Dataset records:
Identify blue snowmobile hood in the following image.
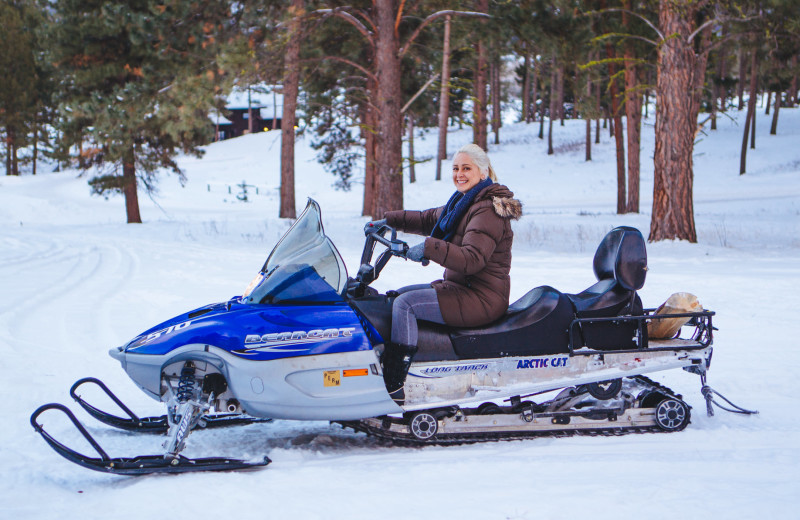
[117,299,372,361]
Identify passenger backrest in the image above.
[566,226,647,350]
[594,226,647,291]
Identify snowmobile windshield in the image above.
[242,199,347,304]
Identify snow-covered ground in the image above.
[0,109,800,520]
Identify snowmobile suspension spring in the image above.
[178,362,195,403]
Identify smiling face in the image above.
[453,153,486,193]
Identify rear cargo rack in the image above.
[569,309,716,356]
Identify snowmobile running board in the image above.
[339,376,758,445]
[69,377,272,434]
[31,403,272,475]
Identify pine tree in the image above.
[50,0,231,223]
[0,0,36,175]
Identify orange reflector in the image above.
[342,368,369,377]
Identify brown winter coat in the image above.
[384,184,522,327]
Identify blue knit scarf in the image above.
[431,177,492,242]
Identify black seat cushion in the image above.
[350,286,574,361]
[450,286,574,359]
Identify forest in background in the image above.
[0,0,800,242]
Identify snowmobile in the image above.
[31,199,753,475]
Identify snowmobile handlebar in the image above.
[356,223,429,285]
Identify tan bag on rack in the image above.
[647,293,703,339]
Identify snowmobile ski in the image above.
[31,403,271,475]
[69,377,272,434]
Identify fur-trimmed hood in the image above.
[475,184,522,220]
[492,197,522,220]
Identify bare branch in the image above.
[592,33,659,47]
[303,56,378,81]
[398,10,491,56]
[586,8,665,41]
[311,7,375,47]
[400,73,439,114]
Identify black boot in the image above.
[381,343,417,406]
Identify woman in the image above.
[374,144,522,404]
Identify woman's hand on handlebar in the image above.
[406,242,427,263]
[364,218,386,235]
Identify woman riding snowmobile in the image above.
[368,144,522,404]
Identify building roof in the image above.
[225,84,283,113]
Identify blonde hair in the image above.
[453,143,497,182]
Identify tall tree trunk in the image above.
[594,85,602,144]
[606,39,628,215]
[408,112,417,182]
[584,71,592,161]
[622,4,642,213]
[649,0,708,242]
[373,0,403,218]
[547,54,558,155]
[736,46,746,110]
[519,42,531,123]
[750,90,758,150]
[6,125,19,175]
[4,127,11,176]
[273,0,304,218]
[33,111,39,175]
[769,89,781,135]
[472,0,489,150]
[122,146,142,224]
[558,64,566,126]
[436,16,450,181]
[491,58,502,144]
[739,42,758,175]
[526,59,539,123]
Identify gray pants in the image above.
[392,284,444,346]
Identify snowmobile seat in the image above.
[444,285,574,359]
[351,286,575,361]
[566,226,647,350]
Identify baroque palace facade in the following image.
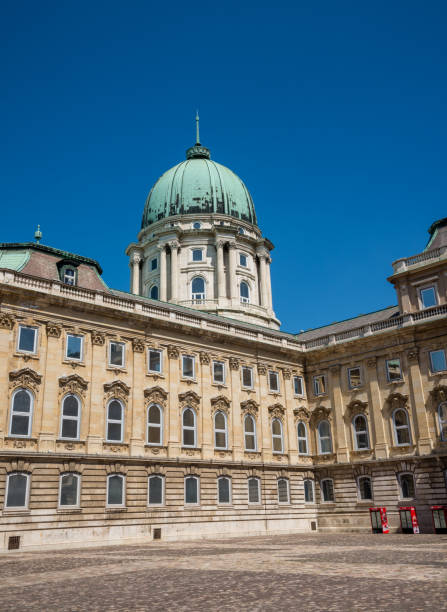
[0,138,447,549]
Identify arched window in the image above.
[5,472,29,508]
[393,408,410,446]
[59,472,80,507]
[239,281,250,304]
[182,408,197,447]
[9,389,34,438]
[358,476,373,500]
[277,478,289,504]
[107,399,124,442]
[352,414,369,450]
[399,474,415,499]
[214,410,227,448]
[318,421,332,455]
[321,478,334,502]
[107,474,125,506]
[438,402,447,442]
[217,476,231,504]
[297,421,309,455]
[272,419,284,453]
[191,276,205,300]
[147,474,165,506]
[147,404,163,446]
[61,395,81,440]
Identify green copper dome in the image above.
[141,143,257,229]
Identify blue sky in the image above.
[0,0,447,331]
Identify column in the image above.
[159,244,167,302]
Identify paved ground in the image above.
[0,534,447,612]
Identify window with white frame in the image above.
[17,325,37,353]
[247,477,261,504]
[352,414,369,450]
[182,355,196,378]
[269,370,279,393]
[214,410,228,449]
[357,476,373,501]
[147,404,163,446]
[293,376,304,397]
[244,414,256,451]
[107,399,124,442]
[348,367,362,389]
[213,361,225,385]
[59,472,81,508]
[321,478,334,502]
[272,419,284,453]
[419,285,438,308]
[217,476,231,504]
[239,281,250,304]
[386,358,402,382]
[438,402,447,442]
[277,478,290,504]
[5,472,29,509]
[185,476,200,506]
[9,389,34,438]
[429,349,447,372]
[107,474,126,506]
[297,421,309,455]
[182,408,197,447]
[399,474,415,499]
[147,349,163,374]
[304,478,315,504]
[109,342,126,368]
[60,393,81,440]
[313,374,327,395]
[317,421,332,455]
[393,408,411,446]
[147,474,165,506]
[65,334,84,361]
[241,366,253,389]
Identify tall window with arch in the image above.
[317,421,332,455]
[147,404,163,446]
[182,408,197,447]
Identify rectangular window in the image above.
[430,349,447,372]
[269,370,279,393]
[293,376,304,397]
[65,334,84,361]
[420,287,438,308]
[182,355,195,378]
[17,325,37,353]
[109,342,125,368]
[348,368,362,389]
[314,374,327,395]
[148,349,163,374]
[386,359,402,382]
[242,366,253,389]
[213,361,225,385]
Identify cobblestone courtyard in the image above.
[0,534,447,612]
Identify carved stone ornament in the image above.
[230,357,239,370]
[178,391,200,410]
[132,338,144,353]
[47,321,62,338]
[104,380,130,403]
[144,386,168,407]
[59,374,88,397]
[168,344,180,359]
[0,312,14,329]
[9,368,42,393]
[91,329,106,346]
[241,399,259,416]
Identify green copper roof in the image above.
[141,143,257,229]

--

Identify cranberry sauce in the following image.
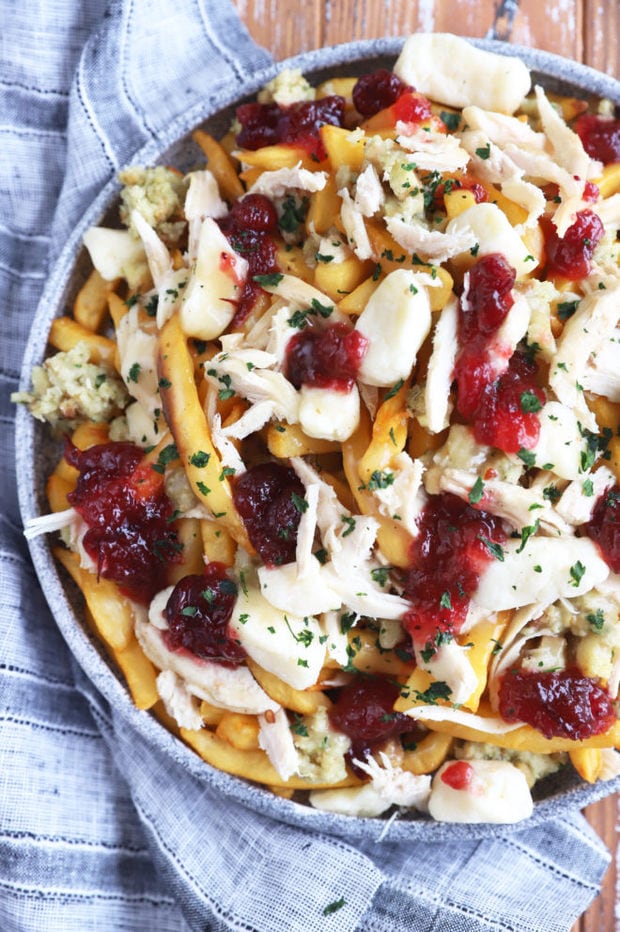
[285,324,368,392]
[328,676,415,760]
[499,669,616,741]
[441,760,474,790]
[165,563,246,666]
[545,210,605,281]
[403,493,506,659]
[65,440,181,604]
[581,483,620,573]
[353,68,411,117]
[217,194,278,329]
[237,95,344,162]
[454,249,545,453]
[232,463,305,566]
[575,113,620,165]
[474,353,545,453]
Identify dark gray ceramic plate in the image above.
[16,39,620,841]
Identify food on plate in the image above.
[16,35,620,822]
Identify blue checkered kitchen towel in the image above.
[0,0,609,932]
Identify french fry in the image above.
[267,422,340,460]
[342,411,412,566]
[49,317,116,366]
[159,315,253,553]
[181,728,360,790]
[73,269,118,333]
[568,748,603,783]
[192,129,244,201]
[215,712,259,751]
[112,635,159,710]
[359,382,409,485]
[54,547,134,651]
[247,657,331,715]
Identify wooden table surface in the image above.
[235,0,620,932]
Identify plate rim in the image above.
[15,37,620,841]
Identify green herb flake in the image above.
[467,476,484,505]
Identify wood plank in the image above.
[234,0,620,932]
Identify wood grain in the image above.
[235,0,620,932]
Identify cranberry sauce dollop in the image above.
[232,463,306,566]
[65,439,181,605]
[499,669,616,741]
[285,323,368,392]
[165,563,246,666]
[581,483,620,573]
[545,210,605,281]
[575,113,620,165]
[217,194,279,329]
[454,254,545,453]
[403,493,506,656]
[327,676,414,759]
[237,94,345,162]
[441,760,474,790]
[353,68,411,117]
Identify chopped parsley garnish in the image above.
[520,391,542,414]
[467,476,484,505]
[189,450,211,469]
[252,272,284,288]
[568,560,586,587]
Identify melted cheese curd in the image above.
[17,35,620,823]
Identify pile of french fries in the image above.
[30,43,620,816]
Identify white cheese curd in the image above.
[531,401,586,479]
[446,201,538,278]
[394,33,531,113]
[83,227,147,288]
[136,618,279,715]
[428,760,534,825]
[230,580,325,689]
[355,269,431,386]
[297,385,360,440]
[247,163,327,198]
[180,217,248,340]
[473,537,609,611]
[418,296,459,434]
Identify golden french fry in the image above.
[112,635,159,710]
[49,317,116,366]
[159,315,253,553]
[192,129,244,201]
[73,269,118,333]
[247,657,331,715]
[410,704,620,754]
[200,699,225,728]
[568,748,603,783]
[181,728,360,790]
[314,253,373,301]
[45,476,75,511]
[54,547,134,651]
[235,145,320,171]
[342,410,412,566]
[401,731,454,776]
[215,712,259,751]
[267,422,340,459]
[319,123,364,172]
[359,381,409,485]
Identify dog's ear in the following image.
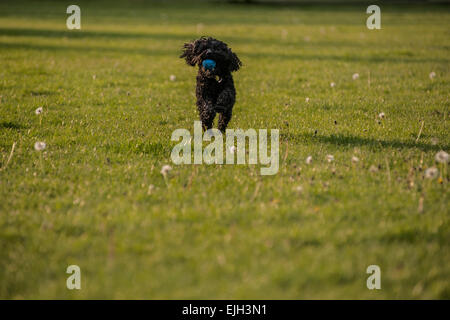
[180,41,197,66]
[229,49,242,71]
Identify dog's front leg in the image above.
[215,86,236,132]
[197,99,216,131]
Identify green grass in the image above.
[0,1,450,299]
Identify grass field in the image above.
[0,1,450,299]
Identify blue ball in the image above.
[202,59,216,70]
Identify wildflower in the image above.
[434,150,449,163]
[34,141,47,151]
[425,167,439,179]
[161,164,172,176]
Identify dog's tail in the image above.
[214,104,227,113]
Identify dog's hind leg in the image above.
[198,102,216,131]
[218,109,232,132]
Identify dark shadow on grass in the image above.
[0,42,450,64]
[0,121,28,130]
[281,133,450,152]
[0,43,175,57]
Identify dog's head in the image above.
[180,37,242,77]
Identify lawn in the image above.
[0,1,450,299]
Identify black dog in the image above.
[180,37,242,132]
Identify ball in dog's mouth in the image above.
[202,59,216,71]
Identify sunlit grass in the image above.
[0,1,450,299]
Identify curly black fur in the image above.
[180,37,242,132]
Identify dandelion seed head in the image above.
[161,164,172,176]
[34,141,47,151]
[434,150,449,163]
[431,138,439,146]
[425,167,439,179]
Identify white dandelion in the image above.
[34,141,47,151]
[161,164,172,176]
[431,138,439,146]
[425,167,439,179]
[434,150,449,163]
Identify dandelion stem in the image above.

==

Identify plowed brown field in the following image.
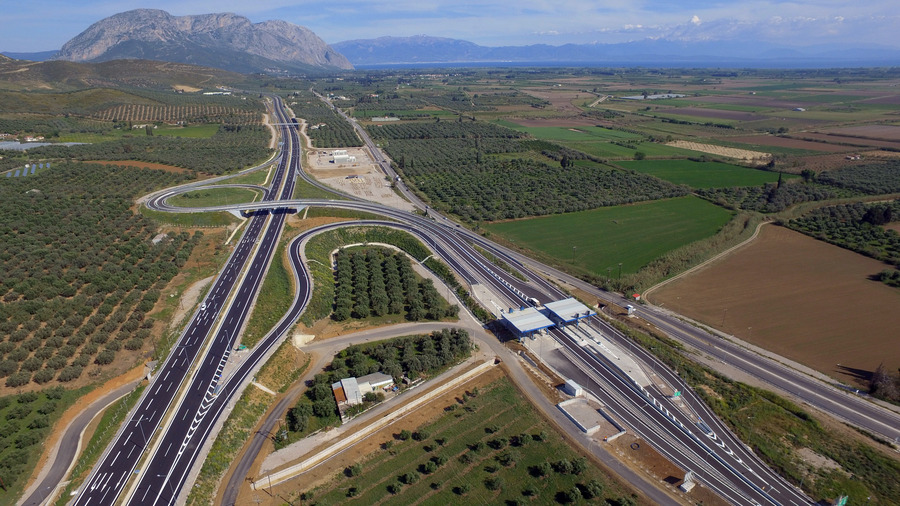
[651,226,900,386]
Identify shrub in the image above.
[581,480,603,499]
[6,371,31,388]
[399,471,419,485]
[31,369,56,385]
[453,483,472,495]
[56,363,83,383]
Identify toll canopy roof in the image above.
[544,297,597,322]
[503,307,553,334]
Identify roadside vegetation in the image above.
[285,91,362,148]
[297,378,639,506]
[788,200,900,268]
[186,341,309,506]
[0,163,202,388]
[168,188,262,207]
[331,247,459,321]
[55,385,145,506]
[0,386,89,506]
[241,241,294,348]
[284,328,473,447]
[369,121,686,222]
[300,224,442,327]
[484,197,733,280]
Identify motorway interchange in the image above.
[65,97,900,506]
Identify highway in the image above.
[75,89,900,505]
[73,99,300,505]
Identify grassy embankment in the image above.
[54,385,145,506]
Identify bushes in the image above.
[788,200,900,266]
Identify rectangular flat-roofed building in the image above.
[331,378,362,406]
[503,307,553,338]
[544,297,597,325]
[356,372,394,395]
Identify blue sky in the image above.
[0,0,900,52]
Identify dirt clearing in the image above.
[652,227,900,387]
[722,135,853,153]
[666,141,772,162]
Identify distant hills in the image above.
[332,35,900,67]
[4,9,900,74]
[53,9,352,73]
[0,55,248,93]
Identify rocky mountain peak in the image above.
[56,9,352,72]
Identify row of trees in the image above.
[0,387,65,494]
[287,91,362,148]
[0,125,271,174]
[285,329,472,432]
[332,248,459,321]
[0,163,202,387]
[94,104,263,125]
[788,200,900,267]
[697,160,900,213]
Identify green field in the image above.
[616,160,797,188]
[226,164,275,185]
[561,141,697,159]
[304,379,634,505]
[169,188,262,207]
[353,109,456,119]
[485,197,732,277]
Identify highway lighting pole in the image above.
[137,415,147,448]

* PROMPT *
Find every line in the records above that contains the word "following", and copy each one. Matching is case-sensitive.

* THE RESPONSE *
Identify blue snowmobile hood in the following image.
Identify baroque palace facade in the following image.
Identify cranberry sauce in the following image.
Identify dog's ear in the following image.
Identify plowed brown field in the following image.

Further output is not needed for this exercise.